#### [Problem statement]
Apart from the pictures, every entry below must be given again exactly.

Records provided START

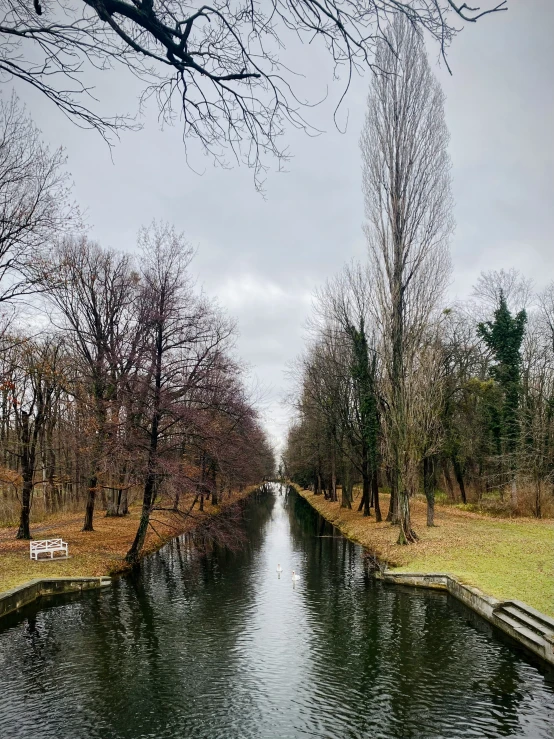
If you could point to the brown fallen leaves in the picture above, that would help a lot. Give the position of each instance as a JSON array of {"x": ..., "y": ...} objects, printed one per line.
[
  {"x": 97, "y": 553},
  {"x": 507, "y": 558}
]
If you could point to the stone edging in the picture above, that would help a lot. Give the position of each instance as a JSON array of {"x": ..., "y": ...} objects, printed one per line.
[
  {"x": 530, "y": 628},
  {"x": 12, "y": 600}
]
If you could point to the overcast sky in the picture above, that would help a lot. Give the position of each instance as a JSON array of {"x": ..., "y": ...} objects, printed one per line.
[{"x": 262, "y": 258}]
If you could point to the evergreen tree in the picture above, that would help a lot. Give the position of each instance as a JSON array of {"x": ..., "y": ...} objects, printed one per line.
[{"x": 504, "y": 336}]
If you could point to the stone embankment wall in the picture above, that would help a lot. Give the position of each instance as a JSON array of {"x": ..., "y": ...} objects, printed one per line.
[
  {"x": 530, "y": 628},
  {"x": 12, "y": 600}
]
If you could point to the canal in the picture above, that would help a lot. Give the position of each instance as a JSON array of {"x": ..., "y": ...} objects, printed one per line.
[{"x": 220, "y": 646}]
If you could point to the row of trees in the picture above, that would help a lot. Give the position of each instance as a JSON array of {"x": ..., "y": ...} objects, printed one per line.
[
  {"x": 117, "y": 376},
  {"x": 396, "y": 389}
]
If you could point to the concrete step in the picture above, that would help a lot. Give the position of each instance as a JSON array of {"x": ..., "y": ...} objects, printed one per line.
[
  {"x": 525, "y": 618},
  {"x": 522, "y": 630}
]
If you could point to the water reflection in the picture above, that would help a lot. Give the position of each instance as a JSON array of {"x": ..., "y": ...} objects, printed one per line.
[{"x": 221, "y": 645}]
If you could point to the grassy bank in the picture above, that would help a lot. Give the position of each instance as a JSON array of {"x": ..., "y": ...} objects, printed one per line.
[
  {"x": 92, "y": 554},
  {"x": 509, "y": 559}
]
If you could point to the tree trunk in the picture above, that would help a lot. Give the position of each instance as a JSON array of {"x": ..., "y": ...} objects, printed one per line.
[
  {"x": 429, "y": 484},
  {"x": 23, "y": 531},
  {"x": 458, "y": 472},
  {"x": 333, "y": 474},
  {"x": 375, "y": 494},
  {"x": 366, "y": 489},
  {"x": 392, "y": 514},
  {"x": 407, "y": 535},
  {"x": 513, "y": 492},
  {"x": 113, "y": 502},
  {"x": 346, "y": 494},
  {"x": 448, "y": 478},
  {"x": 27, "y": 472},
  {"x": 89, "y": 509}
]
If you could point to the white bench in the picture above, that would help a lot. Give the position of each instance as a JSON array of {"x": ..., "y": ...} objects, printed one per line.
[{"x": 48, "y": 546}]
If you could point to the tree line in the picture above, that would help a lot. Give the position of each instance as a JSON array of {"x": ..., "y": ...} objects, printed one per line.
[
  {"x": 119, "y": 381},
  {"x": 397, "y": 388}
]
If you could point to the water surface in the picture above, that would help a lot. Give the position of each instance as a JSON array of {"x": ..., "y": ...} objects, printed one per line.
[{"x": 218, "y": 645}]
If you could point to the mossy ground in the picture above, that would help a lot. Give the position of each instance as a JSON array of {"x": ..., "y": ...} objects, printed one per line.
[
  {"x": 509, "y": 559},
  {"x": 95, "y": 553}
]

Records provided END

#### [Reply to the task]
If you could point to the brown fallen leaves in the picture above, that would help a lot. Give the position of each instance as a JSON array of {"x": ..., "y": ...} objects, printed one per line.
[
  {"x": 97, "y": 553},
  {"x": 507, "y": 558}
]
If you could point to the stone edging in the picture above, that would help a lot. Give the position of each instance as a JSON array of {"x": ..., "y": ...} objects, printed one per line.
[
  {"x": 530, "y": 628},
  {"x": 12, "y": 600}
]
If you could point to the overcast sky in the picture above, that would help a lot. Give the position of each instance as a JSON array of {"x": ..., "y": ...} objects, printed one per line.
[{"x": 262, "y": 258}]
If you could point to the evergreen tree in the picture above, that would help a lot. Give the position of each instance as a JSON array of {"x": ..., "y": ...} objects, printed one per line.
[{"x": 504, "y": 336}]
If you could point to the stone embankment wall in the picture above, that would help a lot. Give the position of each instance as a JSON array of {"x": ..., "y": ...} objects, printed one per line.
[
  {"x": 530, "y": 628},
  {"x": 12, "y": 600}
]
If you could point to the canal in the picture above, that would help a lot. Give the position of each instance as a JSON array of {"x": ..., "y": ...} objects, printed one per line.
[{"x": 220, "y": 646}]
If you could point to the row of trees in the picture above, that would help a lot. Give the position of each instance as a JSON array of {"x": ..., "y": ...} objects, printed one per line.
[
  {"x": 117, "y": 376},
  {"x": 396, "y": 389}
]
If you could point to the concrete step in the picture above, that would help a lot. Give the position of each instance as a JSON array of {"x": ..., "y": ...} objects, printed one per line.
[
  {"x": 525, "y": 618},
  {"x": 522, "y": 630}
]
If you could point to the water reflection in the picture above, that would help a lot. Give the position of each instance as a JSON array of {"x": ..., "y": ...} objects, printed one per line.
[{"x": 221, "y": 645}]
If you could point to the grassy bank in the picture above, that would help a lot. Give the position of each instance as a JSON array of {"x": ..., "y": ...} objects, printed one per line.
[
  {"x": 92, "y": 554},
  {"x": 509, "y": 559}
]
If you could point to the tree trunk in the picture above, that would help a lot. Give the position of each instance as a JSON array of {"x": ..., "y": ...} objects, printed one per line.
[
  {"x": 429, "y": 484},
  {"x": 23, "y": 531},
  {"x": 458, "y": 472},
  {"x": 333, "y": 474},
  {"x": 375, "y": 494},
  {"x": 366, "y": 489},
  {"x": 392, "y": 514},
  {"x": 407, "y": 535},
  {"x": 513, "y": 492},
  {"x": 113, "y": 502},
  {"x": 346, "y": 494},
  {"x": 448, "y": 478},
  {"x": 27, "y": 472},
  {"x": 89, "y": 509}
]
If you could point to the white bench in the picture above, that would help a lot. Give the position of each instance as a JSON array of {"x": ..., "y": ...} objects, printed one per line.
[{"x": 48, "y": 546}]
If you could point to the tree line in the picture above, that would help a lot. Give the position of each instance as a JSON array of {"x": ..., "y": ...} objects, printed one per line.
[
  {"x": 119, "y": 381},
  {"x": 397, "y": 388}
]
If you could point to the water surface in the picture above, that would help a lot. Give the position of each instance as a JSON array of {"x": ..., "y": ...} objects, printed one per line.
[{"x": 218, "y": 645}]
If you could point to the mossy ground in the picture above, that would help a lot. Give the position of each instance as a JSON array of {"x": ..., "y": ...} objects, printed one per line.
[
  {"x": 509, "y": 559},
  {"x": 95, "y": 553}
]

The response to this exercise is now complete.